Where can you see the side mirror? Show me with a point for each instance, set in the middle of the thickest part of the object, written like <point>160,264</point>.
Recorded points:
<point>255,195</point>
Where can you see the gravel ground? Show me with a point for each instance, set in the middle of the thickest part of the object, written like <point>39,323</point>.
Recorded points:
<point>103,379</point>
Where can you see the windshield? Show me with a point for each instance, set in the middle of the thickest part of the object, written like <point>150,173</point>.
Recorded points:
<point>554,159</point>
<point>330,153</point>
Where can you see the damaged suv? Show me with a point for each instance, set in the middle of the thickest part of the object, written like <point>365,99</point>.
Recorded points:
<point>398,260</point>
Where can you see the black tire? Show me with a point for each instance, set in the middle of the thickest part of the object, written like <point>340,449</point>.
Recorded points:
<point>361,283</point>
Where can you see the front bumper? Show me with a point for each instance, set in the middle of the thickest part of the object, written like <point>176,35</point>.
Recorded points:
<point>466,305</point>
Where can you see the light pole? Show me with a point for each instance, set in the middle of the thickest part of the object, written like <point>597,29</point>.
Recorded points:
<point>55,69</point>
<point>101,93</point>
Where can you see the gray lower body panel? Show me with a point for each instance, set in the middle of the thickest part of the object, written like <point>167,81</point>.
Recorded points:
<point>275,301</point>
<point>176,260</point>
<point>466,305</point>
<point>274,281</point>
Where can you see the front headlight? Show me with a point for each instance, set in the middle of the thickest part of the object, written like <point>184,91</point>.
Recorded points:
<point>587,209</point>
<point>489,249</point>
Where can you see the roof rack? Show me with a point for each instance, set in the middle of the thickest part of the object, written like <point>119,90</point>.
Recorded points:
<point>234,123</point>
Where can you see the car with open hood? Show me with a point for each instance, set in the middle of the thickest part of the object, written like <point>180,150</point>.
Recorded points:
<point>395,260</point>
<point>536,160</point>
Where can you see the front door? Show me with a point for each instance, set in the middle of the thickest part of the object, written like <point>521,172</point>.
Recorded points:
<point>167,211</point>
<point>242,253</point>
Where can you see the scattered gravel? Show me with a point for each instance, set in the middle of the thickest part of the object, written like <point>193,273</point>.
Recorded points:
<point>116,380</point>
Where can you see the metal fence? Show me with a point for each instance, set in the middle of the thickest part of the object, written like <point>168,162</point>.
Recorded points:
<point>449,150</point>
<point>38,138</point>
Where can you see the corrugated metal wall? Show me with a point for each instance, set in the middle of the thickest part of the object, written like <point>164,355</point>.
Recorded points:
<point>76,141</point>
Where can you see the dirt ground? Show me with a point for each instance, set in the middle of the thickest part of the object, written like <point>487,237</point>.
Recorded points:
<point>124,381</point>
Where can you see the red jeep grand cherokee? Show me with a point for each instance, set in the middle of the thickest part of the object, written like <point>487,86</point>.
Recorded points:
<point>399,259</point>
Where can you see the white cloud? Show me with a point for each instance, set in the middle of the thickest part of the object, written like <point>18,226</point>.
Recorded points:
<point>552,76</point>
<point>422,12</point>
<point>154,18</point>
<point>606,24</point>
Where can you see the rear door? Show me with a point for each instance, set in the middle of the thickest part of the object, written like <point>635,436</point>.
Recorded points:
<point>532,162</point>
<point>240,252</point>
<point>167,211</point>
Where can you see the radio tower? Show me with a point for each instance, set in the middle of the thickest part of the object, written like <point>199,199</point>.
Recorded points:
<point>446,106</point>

--

= Exercise details =
Rewrite the listing above, replacing every "Recorded points" with "Logged points" and leaving all other text unchanged.

= Final result =
Where can you see the side mirror? Show me with a point for each instance, set in the middle of the thickest part of the object, written like <point>160,264</point>.
Logged points:
<point>255,195</point>
Where can you see the gravel ground? Show me with a point for each instance, set in the middle of the thickest part of the object, written like <point>39,323</point>.
Logged points:
<point>103,379</point>
Where can you see the windshield? Show me with a point for each instance, set in the middle of the thickest part of the object, written like <point>150,173</point>.
Logged points:
<point>554,159</point>
<point>330,153</point>
Where can you see the damaged suv? Show me with a point for each instance, set in the middle of the thickest part of the object, written like <point>365,99</point>.
Logged points:
<point>398,260</point>
Where can you see the black tire? Show me with a point for each instance, set in the middle of the thickest part of the object, written like <point>340,449</point>.
Logged points:
<point>361,283</point>
Where can you see the front bumper? Show me with a point for each instance, set in the middle of the thickest part of the object, written like <point>176,35</point>.
Logged points:
<point>466,305</point>
Where can you see the light pole? Show me with a point for each instance, set in the middle of the thickest part of the object, written like <point>597,29</point>.
Logged points:
<point>55,69</point>
<point>101,93</point>
Where can you see the gray lower body panel? Show me with a point for each instance, set in the middle of the thickest part of the object, written like <point>167,81</point>.
Logged points:
<point>275,301</point>
<point>176,260</point>
<point>466,305</point>
<point>274,281</point>
Where can you see the front headlight? Show me with a point for each instance, set in the middle of the thickest part of the object, written like <point>184,91</point>.
Logged points:
<point>587,209</point>
<point>489,249</point>
Where can you see the roof rack? Show me with a point for each instance, set in the middle of the thickest part of the object, written like <point>119,90</point>.
Logged points:
<point>234,123</point>
Where can you see the car with open hood? Show me with a point for each instance, set in the middle of the thickest part of the object, written like <point>180,150</point>.
Logged points:
<point>395,260</point>
<point>536,160</point>
Where can you see the front door? Show me with a point for each instance, set in the middle of the thickest part of the object, written like <point>521,172</point>.
Logged points:
<point>167,211</point>
<point>242,253</point>
Where can you see the scattered gravel? Show me with a point for each instance, set in the middle of the thickest part of the object, written like <point>193,273</point>.
Logged points:
<point>116,380</point>
Where can you see the metal fence? Show me with a point for each instance, set in the middle of the thickest part of the object, written like <point>168,162</point>.
Logged points:
<point>449,150</point>
<point>38,138</point>
Where can you see the corrugated metal wall? Show me with a point for each instance, set in the middle of the thickest part of the object, written like <point>164,355</point>.
Logged points:
<point>76,141</point>
Where can you see the dirt ground? Show me with a point for each instance, set in the middle of the thickest part of the object, written like <point>487,237</point>.
Logged points:
<point>124,381</point>
Where can you see the red jeep grand cherokee? Show me with a point for each instance, set in the middle of the thickest part of the object, written like <point>487,86</point>.
Logged points:
<point>399,259</point>
Where can you see the white cloud? Show me with a point for each instance, set in the middle of the thickest part of the object, written like <point>18,226</point>.
Logged points:
<point>552,76</point>
<point>422,12</point>
<point>154,18</point>
<point>606,24</point>
Where can you see the rear door? Show me with a point for each instance, set in the middle of the thickest part of the object, written like <point>635,436</point>.
Logged points:
<point>532,162</point>
<point>240,252</point>
<point>167,211</point>
Where can you see the radio tower? Show me with a point for each instance, set in the middle of the thickest part of the object, written like <point>199,199</point>.
Logged points:
<point>446,106</point>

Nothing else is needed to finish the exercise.